[What needs to be done]:
Extend the Banjo-Kazooie fan-letter column below, picking up right after its last sentence.

Yeah, all you have to do to get all the secrets in B-K is ‘press buttons’. We’re amazed nobody figured it out sooner.

Hey, Rare,
I just finished BK and have to give you ANOTHER standing ovation! I’ve been buying your games since DKC and have ALWAYS been impressed with the detail and sheer FUN of your games. Banjo-Kazooie is just another example of why Rare will be around for quite a long time… I also wanted you to know that the “older” players are out there and buying your games. Even a 31-year-old loves the overly-cuteness of the DKC and BK titles… Keep it up! (BTW: When will BK2 be coming out? 😉
Waiting in anticipation…
Matt Gomes

You see? This is what the world should be like. None of this hair-raising bloodlust and addiction to heavy artillery – just loads of people of all ages scampering about in lurid green fields with their mutant animal chums.

[Record set]:
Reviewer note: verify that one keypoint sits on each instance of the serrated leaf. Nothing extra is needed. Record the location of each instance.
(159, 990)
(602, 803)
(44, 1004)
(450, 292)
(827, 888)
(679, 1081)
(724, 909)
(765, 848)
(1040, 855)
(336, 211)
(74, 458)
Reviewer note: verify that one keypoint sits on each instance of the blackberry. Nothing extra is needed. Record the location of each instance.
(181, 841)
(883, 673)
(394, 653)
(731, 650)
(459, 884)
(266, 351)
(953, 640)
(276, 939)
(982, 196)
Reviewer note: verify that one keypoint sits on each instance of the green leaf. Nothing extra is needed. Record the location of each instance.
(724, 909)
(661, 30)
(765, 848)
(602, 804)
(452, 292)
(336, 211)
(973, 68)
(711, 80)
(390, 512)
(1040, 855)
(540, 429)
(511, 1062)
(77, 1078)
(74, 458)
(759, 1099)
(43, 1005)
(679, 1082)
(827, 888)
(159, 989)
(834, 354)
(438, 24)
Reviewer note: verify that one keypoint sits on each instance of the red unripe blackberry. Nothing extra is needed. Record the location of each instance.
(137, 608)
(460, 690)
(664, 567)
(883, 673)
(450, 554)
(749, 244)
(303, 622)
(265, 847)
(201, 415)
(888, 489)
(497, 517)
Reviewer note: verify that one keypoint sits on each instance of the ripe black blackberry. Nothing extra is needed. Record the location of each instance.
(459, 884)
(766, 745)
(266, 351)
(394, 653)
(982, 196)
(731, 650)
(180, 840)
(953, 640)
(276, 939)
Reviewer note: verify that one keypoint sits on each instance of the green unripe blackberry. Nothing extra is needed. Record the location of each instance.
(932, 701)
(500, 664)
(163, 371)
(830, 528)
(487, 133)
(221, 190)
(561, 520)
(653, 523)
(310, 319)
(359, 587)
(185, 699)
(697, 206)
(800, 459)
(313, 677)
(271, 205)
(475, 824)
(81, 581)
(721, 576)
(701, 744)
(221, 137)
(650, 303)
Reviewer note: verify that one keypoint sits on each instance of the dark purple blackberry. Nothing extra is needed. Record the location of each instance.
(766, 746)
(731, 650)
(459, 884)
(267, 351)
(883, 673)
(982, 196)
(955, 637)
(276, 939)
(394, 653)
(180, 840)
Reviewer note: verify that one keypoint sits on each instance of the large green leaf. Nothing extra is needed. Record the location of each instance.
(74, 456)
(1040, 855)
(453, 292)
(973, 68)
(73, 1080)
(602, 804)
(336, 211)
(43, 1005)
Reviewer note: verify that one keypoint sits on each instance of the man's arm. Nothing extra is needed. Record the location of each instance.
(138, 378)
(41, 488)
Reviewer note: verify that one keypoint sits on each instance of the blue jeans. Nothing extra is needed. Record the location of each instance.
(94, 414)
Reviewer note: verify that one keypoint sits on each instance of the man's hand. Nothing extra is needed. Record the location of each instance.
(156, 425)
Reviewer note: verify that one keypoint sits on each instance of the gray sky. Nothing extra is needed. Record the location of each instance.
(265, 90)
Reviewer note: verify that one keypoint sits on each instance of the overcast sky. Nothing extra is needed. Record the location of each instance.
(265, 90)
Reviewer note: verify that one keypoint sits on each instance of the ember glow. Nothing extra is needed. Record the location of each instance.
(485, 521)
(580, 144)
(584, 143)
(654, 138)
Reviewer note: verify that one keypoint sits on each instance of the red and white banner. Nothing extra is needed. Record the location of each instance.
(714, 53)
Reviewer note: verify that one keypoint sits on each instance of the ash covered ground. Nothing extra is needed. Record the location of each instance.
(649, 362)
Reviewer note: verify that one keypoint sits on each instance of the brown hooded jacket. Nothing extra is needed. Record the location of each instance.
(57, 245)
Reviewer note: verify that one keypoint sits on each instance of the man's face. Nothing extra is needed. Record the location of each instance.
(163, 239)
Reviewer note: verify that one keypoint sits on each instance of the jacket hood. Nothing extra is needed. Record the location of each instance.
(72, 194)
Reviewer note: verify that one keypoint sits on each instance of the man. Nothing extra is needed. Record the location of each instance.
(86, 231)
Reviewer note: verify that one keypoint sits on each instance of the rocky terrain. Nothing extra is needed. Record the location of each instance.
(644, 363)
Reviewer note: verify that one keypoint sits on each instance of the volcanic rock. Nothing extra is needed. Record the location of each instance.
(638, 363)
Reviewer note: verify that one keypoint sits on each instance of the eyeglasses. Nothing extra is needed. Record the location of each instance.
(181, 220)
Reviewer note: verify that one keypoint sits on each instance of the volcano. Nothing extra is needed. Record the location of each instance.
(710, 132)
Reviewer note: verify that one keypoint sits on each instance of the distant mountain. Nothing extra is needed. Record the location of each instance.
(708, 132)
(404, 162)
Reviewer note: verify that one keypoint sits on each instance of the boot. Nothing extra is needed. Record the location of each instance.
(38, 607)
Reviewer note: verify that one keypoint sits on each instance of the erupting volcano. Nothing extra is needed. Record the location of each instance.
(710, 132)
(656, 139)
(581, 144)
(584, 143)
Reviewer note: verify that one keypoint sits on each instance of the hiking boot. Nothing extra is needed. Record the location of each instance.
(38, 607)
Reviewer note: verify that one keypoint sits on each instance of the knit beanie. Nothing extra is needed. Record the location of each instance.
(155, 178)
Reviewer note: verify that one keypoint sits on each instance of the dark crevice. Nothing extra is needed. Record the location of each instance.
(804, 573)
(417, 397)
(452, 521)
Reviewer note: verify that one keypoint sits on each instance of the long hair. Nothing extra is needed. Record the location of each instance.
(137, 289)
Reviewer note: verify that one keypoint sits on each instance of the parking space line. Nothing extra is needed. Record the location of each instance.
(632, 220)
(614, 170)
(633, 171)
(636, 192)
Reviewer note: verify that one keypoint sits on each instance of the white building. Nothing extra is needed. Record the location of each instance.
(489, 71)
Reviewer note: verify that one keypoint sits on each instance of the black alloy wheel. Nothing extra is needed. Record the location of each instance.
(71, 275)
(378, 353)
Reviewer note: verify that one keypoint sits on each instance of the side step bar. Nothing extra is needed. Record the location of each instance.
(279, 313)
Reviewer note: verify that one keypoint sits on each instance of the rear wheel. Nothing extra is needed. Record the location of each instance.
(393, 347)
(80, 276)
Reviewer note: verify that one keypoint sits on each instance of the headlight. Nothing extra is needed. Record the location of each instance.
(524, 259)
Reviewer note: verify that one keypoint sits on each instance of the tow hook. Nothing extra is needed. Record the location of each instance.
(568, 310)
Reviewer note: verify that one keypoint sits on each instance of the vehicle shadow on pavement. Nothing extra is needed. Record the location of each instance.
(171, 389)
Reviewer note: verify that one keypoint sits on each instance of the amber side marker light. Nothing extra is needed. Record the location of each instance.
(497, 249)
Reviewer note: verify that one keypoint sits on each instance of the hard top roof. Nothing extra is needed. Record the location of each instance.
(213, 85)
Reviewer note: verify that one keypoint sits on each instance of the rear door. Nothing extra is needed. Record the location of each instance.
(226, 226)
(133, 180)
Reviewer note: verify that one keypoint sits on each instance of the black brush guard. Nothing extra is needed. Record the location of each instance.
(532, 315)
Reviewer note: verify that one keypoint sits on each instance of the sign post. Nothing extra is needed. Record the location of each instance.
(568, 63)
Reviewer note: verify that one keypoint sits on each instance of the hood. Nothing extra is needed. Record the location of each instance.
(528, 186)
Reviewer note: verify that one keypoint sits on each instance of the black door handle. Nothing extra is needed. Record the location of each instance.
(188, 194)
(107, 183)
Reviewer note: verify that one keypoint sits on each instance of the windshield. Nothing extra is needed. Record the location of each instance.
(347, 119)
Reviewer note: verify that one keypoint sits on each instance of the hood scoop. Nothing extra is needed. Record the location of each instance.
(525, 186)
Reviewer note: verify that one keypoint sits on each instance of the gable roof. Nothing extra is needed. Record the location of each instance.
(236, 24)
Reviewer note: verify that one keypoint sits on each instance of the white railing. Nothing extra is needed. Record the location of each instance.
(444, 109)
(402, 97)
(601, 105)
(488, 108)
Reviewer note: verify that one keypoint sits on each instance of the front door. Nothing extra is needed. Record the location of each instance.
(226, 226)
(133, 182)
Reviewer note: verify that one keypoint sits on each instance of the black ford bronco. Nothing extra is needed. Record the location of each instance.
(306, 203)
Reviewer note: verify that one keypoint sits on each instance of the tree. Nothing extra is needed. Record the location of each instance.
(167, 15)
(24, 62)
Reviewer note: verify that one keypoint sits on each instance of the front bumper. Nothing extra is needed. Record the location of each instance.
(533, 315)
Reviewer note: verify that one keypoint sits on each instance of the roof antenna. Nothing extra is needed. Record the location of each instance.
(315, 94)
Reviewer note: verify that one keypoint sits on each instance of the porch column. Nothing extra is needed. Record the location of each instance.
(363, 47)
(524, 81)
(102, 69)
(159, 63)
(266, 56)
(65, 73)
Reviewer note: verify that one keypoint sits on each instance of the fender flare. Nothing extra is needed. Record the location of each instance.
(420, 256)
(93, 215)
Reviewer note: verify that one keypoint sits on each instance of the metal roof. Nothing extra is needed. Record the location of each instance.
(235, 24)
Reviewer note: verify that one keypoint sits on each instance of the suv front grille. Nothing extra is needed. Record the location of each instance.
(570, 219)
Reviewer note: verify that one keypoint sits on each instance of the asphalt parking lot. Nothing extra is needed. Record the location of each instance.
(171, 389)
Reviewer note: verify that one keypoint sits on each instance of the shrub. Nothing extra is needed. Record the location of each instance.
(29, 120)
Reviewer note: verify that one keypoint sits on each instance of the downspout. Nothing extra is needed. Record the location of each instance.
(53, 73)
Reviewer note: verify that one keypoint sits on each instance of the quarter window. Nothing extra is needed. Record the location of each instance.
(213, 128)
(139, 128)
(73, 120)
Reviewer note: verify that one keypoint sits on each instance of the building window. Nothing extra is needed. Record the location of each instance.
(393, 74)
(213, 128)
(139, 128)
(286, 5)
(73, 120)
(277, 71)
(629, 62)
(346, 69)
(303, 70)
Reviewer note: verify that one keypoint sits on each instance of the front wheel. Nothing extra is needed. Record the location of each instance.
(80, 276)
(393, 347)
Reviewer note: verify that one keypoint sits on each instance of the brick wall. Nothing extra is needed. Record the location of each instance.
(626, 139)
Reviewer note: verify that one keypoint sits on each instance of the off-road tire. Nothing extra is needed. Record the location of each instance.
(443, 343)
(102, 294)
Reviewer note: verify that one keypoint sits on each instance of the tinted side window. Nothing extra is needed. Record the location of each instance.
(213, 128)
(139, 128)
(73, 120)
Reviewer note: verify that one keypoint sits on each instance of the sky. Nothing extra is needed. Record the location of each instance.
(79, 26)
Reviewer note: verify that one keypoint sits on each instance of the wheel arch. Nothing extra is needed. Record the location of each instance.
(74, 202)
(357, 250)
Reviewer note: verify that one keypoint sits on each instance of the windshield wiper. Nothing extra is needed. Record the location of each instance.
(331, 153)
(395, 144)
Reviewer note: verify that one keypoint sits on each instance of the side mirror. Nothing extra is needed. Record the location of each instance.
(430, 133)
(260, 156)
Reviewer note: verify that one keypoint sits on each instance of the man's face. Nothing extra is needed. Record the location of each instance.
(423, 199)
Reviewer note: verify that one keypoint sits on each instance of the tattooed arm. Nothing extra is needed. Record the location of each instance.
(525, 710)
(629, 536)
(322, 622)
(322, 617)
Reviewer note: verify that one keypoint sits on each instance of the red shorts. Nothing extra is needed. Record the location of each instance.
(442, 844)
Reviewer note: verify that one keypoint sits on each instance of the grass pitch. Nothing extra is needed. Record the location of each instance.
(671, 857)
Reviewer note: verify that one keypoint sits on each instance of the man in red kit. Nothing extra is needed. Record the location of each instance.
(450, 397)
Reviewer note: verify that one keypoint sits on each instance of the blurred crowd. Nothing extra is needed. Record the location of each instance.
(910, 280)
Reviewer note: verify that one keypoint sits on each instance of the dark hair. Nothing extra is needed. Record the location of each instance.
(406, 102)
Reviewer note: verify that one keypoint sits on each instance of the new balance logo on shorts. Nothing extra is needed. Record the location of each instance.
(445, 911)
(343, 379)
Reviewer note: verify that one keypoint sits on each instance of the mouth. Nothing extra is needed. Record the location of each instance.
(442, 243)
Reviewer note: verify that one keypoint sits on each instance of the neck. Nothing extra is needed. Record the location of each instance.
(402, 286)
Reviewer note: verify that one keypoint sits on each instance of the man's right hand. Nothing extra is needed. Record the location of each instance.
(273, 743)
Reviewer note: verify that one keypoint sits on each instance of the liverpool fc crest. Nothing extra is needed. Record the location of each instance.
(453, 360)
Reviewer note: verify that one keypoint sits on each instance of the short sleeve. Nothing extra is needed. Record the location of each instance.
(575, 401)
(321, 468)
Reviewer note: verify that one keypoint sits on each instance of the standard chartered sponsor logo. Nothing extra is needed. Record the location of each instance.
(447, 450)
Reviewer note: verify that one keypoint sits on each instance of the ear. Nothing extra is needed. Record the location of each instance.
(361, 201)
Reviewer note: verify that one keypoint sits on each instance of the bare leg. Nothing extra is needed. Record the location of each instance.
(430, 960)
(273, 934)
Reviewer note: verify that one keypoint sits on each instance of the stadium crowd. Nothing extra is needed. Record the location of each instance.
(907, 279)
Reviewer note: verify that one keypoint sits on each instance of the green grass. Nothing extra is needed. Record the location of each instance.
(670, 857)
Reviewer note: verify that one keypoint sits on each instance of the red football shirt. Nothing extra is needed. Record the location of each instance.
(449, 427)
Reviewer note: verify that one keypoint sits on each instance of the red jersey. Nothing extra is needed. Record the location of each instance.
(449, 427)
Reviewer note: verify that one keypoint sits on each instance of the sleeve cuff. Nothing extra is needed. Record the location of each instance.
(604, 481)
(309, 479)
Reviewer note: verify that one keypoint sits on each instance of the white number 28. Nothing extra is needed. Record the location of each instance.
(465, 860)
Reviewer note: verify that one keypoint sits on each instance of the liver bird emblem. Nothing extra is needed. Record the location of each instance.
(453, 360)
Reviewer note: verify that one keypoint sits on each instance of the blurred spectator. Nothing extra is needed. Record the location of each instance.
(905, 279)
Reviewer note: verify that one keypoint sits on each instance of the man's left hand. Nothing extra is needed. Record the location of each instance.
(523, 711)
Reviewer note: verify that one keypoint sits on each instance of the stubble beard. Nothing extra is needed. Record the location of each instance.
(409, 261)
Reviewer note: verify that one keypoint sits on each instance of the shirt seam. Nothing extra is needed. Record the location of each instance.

[Exercise result]:
Dear Scribes,
How in the name of the voodoo god did you manage an “Everyone” rating on Banjo-Kazooie with such extensive use of the words “butt” and “dung,” characters like Mr. Loggo and his, erm, pile of stuff down below, Kazooie’s voicing of his opinion as to where the giant ice key should go, and in the last battle, Grunty’s proclaiming that she has to take a leak? You must have threatened some lawyers with crosses and holy water to pull that off.
The oh-so-great and wonderful PhReaKy MoNKeY

Come on, it’s not exactly hardcore filth, is it? ‘Butt’ and ‘dung’ are both legitimate words, neither of which are ever likely to be used again by anyone who’s discovered their stronger alternatives: same goes for ‘taking a leak’. And toilets are naturally amusing. Overall I thought we exercised admirable restraint. Crosses and holy water, though – we didn’t stand a chance with any of that…


September 25th 1998:

Dear Scribes,
I have to say before I begin, that Banjo-Kazooie is a great game, but there is one thing that I can’t stand: those stupid Jinjos.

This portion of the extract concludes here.